— Written instruction —
Every entry that follows should be repeated exactly; drop the images.
****
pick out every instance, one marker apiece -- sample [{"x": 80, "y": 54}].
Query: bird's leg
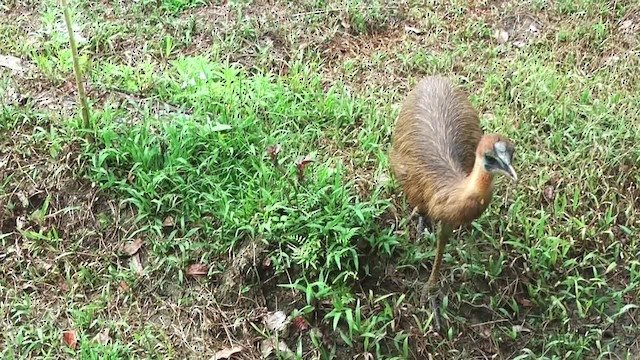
[
  {"x": 433, "y": 284},
  {"x": 422, "y": 220}
]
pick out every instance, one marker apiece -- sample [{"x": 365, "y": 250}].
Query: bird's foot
[
  {"x": 420, "y": 227},
  {"x": 432, "y": 295}
]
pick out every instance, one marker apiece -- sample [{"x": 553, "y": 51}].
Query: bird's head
[{"x": 496, "y": 153}]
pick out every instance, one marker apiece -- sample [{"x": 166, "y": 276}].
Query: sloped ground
[{"x": 182, "y": 231}]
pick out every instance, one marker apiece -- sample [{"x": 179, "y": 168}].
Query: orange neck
[{"x": 479, "y": 181}]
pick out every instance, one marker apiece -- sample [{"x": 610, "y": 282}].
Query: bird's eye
[{"x": 491, "y": 160}]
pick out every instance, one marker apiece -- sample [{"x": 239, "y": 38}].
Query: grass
[{"x": 248, "y": 141}]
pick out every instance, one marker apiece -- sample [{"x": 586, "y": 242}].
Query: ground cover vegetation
[{"x": 233, "y": 197}]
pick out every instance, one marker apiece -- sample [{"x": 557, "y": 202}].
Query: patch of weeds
[{"x": 213, "y": 164}]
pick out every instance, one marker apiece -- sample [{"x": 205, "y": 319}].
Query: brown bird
[{"x": 444, "y": 163}]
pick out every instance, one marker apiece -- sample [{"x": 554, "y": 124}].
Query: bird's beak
[
  {"x": 507, "y": 168},
  {"x": 511, "y": 172}
]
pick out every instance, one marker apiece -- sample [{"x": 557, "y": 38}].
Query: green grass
[{"x": 191, "y": 99}]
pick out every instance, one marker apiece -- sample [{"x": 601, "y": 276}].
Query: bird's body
[
  {"x": 433, "y": 154},
  {"x": 443, "y": 161}
]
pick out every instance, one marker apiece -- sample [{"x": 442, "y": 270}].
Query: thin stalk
[{"x": 76, "y": 66}]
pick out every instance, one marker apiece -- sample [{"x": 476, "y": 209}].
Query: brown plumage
[{"x": 443, "y": 161}]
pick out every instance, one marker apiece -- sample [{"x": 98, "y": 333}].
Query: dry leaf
[
  {"x": 411, "y": 29},
  {"x": 132, "y": 247},
  {"x": 226, "y": 353},
  {"x": 273, "y": 151},
  {"x": 520, "y": 328},
  {"x": 302, "y": 164},
  {"x": 268, "y": 346},
  {"x": 136, "y": 263},
  {"x": 168, "y": 221},
  {"x": 102, "y": 337},
  {"x": 28, "y": 287},
  {"x": 197, "y": 270},
  {"x": 300, "y": 323},
  {"x": 525, "y": 302},
  {"x": 276, "y": 321},
  {"x": 70, "y": 338},
  {"x": 548, "y": 192},
  {"x": 501, "y": 35},
  {"x": 12, "y": 63},
  {"x": 626, "y": 25},
  {"x": 345, "y": 23}
]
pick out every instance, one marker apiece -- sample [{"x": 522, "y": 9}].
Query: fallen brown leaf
[
  {"x": 300, "y": 323},
  {"x": 197, "y": 270},
  {"x": 548, "y": 193},
  {"x": 227, "y": 353},
  {"x": 525, "y": 302},
  {"x": 276, "y": 321},
  {"x": 168, "y": 221},
  {"x": 132, "y": 247},
  {"x": 102, "y": 337},
  {"x": 12, "y": 63},
  {"x": 273, "y": 151},
  {"x": 70, "y": 338},
  {"x": 136, "y": 263}
]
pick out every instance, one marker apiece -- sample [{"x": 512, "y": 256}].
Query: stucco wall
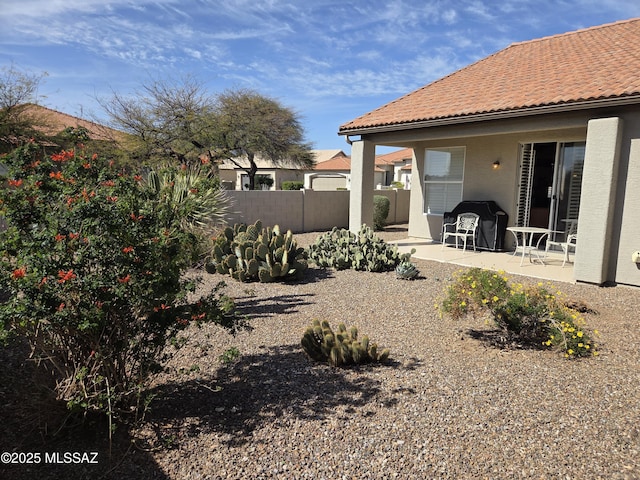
[{"x": 628, "y": 205}]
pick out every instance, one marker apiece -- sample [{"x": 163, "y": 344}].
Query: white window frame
[{"x": 450, "y": 181}]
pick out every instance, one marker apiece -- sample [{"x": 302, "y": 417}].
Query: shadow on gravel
[
  {"x": 260, "y": 389},
  {"x": 497, "y": 338},
  {"x": 314, "y": 274},
  {"x": 252, "y": 307}
]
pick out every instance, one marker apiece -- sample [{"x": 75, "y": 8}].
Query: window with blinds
[{"x": 443, "y": 177}]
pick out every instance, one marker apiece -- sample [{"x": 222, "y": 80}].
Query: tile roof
[
  {"x": 56, "y": 121},
  {"x": 596, "y": 63},
  {"x": 394, "y": 157},
  {"x": 339, "y": 164},
  {"x": 336, "y": 164}
]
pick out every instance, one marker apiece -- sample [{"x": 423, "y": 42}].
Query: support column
[
  {"x": 363, "y": 154},
  {"x": 598, "y": 200}
]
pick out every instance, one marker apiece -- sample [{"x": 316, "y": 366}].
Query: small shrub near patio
[
  {"x": 92, "y": 263},
  {"x": 340, "y": 348},
  {"x": 341, "y": 249},
  {"x": 532, "y": 315},
  {"x": 381, "y": 205},
  {"x": 250, "y": 252}
]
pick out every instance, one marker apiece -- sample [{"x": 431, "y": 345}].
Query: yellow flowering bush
[{"x": 533, "y": 315}]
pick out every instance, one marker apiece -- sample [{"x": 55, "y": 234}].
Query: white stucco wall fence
****
— Output —
pick out every instance, one marker apiece -- sample [{"x": 80, "y": 54}].
Query: bird's leg
[
  {"x": 433, "y": 284},
  {"x": 422, "y": 220}
]
pick out every instance, one marker apiece -- sample [{"x": 365, "y": 250}].
Query: bird's foot
[
  {"x": 420, "y": 227},
  {"x": 432, "y": 295}
]
pick out every instance, one marker apiece -- sample [{"x": 553, "y": 51}].
Query: bird's head
[{"x": 496, "y": 153}]
pick out every instance, one marker apiece -- sample [{"x": 166, "y": 276}].
Query: sloped ground
[{"x": 182, "y": 231}]
pick out every instance, one marker apiece -- sample [{"x": 179, "y": 168}].
Query: orange neck
[{"x": 479, "y": 181}]
pick out every instance, one marker apiece -- sample [{"x": 610, "y": 282}].
Query: bird's eye
[{"x": 491, "y": 160}]
pick out every instance, one marker apiece -- sample [{"x": 239, "y": 38}].
Query: grass
[{"x": 248, "y": 141}]
pick out every instance, one marker apiece -- sample [{"x": 586, "y": 242}].
Query: ground cover vegetation
[{"x": 233, "y": 197}]
pick out every instance, one marker apiece -- sample [{"x": 557, "y": 202}].
Query: patch of weeds
[{"x": 213, "y": 164}]
pick out every instance, one marker apiece -- sample [{"x": 205, "y": 319}].
Query: brown bird
[{"x": 444, "y": 163}]
pick out every instance, one marker apiece -- sample [{"x": 554, "y": 124}].
Query: bird's beak
[
  {"x": 507, "y": 168},
  {"x": 511, "y": 172}
]
pick out every instance, one marker apiece -- sample [{"x": 557, "y": 38}].
Query: green grass
[{"x": 191, "y": 99}]
pick out every instance, one marker apiece -- sample [{"x": 601, "y": 276}].
Query: bird's body
[
  {"x": 433, "y": 154},
  {"x": 443, "y": 161}
]
pick out every instance, one marker apiece -- sample [{"x": 442, "y": 270}].
Query: thin stalk
[{"x": 76, "y": 66}]
pick out every instance, one marker apiece -- sample [{"x": 476, "y": 209}].
Query: brown plumage
[{"x": 443, "y": 161}]
pick out every instance, one marker apiece -- sample [{"x": 98, "y": 333}].
Query: dry leaf
[
  {"x": 411, "y": 29},
  {"x": 132, "y": 247},
  {"x": 226, "y": 353},
  {"x": 273, "y": 151},
  {"x": 520, "y": 328},
  {"x": 302, "y": 164},
  {"x": 268, "y": 346},
  {"x": 136, "y": 263},
  {"x": 168, "y": 221},
  {"x": 102, "y": 337},
  {"x": 28, "y": 287},
  {"x": 197, "y": 270},
  {"x": 300, "y": 323},
  {"x": 525, "y": 302},
  {"x": 276, "y": 321},
  {"x": 70, "y": 338},
  {"x": 548, "y": 192},
  {"x": 501, "y": 35},
  {"x": 12, "y": 63},
  {"x": 626, "y": 25},
  {"x": 345, "y": 23}
]
pick out every instance, one marker apiece -- sample [{"x": 522, "y": 9}].
Query: fallen brown leaf
[
  {"x": 300, "y": 323},
  {"x": 197, "y": 270},
  {"x": 548, "y": 193},
  {"x": 227, "y": 353},
  {"x": 525, "y": 302},
  {"x": 276, "y": 321},
  {"x": 168, "y": 221},
  {"x": 132, "y": 247},
  {"x": 102, "y": 337},
  {"x": 12, "y": 63},
  {"x": 273, "y": 151},
  {"x": 70, "y": 338},
  {"x": 136, "y": 263}
]
pick out every instance, one marker apiece -- sample [{"x": 512, "y": 256}].
Query: stucco wall
[{"x": 628, "y": 205}]
pick out every instance, one marker apiece -- sample [{"x": 163, "y": 344}].
Query: white window frame
[{"x": 450, "y": 181}]
pick out every instance, one marker apiece -- sample [{"x": 302, "y": 417}].
Query: shadow on gravel
[
  {"x": 260, "y": 389},
  {"x": 497, "y": 338},
  {"x": 314, "y": 274},
  {"x": 252, "y": 307}
]
pick out every instance, one marker apiece -- sample [{"x": 75, "y": 8}].
Query: window with blinds
[{"x": 443, "y": 177}]
pick out every instance, one marker apiece -- sample [{"x": 222, "y": 80}].
Query: tile roof
[
  {"x": 56, "y": 121},
  {"x": 596, "y": 63},
  {"x": 394, "y": 157},
  {"x": 339, "y": 164},
  {"x": 336, "y": 164}
]
pick out every instance, one marker apiece -- sample [{"x": 423, "y": 42}].
Query: support column
[
  {"x": 363, "y": 154},
  {"x": 598, "y": 200}
]
pick out every instance, one marker apiece -- sample [{"x": 316, "y": 366}].
Query: small shrub near patio
[
  {"x": 92, "y": 263},
  {"x": 340, "y": 348},
  {"x": 341, "y": 249},
  {"x": 532, "y": 315},
  {"x": 381, "y": 205},
  {"x": 250, "y": 252}
]
pick out every instance, one marker apiece -- sample [{"x": 431, "y": 345}].
Query: yellow flowering bush
[{"x": 533, "y": 315}]
pick out every instance, one marker apiece -- sample [{"x": 55, "y": 234}].
Query: white stucco wall fence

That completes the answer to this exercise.